In the page excerpt, retype the passage from "It’s a bleak" up to and including "filled the air." word for word.

PAGE EXCERPT |
──────────────────────────────
A journal entry written during her visit describes Lauren’s anguish over the misery she witnessed:

“We toured the town today. It’s unbelievable to see such extreme poverty and injustice. We saw the border which is guarded by armed soldiers. We saw people living in trash piles and boxes. We saw children begging for food for their entire family. At one point we stopped and gave food to a girl no older than 4 years old who was begging on the streets as her mother sat on the ground holding her newborn.”

It’s a bleak scenario, an environment in which child sexual abuse and neglect thrive, where even medical professionals are insensitive to the suffering. Lindsey said it was especially disheartening to find that many abused children do not receive the emotional support afforded to victims in the U.S. She described a case in which a Thai doctor treating a young girl with especially sensitive injuries showed little patience for the child’s fear and vulnerability, despite repeated pleas from a missionary to be gentle.

A universal language

            The scene is starkly different just a few miles from the dump and oppressiveness of the border crossing environment. Upon arriving at the group home, Lindsey, Lauren and Ginger were delighted to see a lovely green space and hear the sounds of children playing. The aroma of a meal being prepared filled the air.
──────────────────────────────
[Data entries]
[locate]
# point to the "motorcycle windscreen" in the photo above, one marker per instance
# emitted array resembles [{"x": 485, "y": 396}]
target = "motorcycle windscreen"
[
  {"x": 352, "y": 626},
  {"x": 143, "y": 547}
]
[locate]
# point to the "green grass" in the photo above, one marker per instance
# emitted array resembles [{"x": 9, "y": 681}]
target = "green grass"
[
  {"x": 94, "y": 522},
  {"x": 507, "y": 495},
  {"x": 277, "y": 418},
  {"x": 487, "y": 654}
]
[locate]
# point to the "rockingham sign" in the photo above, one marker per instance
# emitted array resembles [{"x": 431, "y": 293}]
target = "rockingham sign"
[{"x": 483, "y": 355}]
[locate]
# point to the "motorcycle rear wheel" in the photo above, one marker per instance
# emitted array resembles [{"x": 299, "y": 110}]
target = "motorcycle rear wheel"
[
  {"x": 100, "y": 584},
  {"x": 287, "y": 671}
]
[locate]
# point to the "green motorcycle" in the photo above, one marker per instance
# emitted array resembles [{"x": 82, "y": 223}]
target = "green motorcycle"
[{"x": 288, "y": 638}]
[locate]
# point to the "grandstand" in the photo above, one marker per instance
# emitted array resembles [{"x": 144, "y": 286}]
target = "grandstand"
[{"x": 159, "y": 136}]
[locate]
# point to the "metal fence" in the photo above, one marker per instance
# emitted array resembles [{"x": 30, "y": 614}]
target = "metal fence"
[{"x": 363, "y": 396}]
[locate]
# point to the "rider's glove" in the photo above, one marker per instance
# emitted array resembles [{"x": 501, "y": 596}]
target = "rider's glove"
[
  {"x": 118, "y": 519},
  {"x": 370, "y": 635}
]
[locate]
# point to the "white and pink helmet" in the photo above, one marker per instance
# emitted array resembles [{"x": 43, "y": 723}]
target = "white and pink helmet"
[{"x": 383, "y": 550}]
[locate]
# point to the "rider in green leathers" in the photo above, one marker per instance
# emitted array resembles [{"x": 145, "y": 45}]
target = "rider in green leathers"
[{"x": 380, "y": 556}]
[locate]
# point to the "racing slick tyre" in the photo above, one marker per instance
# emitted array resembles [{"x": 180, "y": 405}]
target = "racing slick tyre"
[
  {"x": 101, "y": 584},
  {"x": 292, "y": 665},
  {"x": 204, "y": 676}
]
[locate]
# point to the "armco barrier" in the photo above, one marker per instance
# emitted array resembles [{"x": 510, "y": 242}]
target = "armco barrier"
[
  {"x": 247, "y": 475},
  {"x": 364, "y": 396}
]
──────────────────────────────
ANSWER TO THIS TASK |
It’s a bleak scenario, an environment in which child sexual abuse and neglect thrive, where even medical professionals are insensitive to the suffering. Lindsey said it was especially disheartening to find that many abused children do not receive the emotional support afforded to victims in the U.S. She described a case in which a Thai doctor treating a young girl with especially sensitive injuries showed little patience for the child’s fear and vulnerability, despite repeated pleas from a missionary to be gentle.

A universal language

            The scene is starkly different just a few miles from the dump and oppressiveness of the border crossing environment. Upon arriving at the group home, Lindsey, Lauren and Ginger were delighted to see a lovely green space and hear the sounds of children playing. The aroma of a meal being prepared filled the air.